WHAT TO WORK ON> Rewrite the data from its first line through the line containing "point(438, 297)", both included, keeping every line unchanged except the answer coordinates. Multiply each of those coordinates by 2.25 and round to the nearest whole number, rounding halves up.

PROVIDED RECORDS>
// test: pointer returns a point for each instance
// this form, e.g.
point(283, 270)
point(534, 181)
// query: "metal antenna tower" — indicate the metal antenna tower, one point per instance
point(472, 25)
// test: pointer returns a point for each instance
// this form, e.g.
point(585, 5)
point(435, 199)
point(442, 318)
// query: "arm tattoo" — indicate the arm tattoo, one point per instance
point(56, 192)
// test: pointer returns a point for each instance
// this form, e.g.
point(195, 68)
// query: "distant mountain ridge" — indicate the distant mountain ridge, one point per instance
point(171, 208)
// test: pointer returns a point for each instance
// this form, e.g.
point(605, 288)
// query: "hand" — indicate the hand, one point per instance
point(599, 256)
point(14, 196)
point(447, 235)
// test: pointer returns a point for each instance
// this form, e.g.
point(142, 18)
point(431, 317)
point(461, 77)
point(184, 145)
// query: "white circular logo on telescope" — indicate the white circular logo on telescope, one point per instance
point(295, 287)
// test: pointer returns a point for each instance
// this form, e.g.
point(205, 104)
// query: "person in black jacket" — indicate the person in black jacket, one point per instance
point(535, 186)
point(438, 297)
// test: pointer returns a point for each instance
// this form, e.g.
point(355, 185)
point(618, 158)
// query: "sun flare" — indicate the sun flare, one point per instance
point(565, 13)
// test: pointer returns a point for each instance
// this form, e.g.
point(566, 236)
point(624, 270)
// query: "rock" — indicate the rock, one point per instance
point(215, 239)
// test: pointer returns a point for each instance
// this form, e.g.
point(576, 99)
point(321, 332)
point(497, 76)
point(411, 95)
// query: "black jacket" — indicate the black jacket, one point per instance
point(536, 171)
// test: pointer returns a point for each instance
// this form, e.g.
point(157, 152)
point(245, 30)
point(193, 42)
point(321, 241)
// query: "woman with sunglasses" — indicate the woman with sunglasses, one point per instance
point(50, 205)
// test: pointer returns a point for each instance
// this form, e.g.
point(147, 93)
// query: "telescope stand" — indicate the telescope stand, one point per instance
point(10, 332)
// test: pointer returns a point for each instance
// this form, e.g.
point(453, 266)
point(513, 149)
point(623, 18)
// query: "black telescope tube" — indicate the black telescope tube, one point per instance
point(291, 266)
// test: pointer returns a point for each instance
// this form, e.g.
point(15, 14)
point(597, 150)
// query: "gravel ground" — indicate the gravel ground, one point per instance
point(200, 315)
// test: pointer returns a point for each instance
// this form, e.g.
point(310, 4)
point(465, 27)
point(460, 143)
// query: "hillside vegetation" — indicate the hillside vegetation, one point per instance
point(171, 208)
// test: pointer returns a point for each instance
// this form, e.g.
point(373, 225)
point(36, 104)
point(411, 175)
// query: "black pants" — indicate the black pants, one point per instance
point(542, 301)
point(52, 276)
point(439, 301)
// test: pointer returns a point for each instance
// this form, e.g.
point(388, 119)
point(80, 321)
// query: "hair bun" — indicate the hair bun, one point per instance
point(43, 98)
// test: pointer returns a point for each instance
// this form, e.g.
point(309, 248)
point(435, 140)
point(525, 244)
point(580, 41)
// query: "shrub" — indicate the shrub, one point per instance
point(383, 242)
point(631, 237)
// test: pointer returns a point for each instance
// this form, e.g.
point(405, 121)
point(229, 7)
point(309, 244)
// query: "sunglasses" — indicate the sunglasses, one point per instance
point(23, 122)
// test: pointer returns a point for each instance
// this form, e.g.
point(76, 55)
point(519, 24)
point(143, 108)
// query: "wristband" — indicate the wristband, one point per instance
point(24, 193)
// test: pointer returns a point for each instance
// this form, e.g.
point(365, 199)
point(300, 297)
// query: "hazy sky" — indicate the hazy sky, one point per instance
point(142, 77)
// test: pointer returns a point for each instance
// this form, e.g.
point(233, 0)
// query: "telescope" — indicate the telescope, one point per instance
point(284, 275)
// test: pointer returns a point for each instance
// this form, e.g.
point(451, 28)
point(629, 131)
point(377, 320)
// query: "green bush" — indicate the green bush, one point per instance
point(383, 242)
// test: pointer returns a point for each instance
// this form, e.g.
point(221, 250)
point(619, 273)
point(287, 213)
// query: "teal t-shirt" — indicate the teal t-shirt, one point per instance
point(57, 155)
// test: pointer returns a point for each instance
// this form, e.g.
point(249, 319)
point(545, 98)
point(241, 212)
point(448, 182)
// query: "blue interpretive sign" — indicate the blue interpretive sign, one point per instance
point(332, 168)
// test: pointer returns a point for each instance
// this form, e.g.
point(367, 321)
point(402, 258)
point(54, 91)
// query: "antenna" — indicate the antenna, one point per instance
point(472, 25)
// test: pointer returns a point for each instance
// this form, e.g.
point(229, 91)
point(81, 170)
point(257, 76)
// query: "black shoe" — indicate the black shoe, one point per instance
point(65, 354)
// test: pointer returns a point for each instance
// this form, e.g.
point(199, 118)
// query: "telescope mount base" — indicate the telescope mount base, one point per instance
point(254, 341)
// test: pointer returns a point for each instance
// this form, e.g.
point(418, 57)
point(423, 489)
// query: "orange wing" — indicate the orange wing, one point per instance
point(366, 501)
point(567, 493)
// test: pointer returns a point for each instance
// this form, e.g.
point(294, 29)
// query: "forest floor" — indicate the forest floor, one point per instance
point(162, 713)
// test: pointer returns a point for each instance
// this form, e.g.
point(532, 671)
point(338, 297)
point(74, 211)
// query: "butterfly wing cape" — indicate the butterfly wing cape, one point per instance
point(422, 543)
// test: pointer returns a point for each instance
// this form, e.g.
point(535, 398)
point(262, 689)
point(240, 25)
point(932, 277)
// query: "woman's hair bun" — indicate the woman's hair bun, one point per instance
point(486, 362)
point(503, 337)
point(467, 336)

SOLUTION FOR THIS EXERCISE>
// test: pointer returns a point for each instance
// this form, e.g.
point(283, 270)
point(534, 181)
// query: "metal antenna tower" — indicate the metal antenna tower, one point per instance
point(1062, 56)
// test: pointer returns a point for each instance
// this form, e.g.
point(585, 5)
point(435, 199)
point(442, 318)
// query: "arm tattoo" — indicate the arm tattoo, one point per instance
point(126, 432)
// test: pointer returns a point for each instance
// this form, e.g.
point(195, 68)
// query: "distant mountain ridge" — indicate the distant mountain ridge, one point per instance
point(385, 468)
// test: pointer returns a point for each instance
// this form, e.g.
point(605, 288)
// query: "hand" — indicate the hand, one point per instance
point(1348, 576)
point(32, 441)
point(1006, 529)
// test: pointer returns a point for each instance
// this form, e.g.
point(142, 18)
point(431, 317)
point(461, 77)
point(184, 145)
// query: "white circular logo on telescope" — indicate the white circular logo on telescope, one point per instance
point(664, 646)
// test: pointer returns a point for each instance
// this form, e.g.
point(205, 104)
// query: "person in black jacket" — indicate the person in black jacket, one point per instance
point(1204, 419)
point(986, 668)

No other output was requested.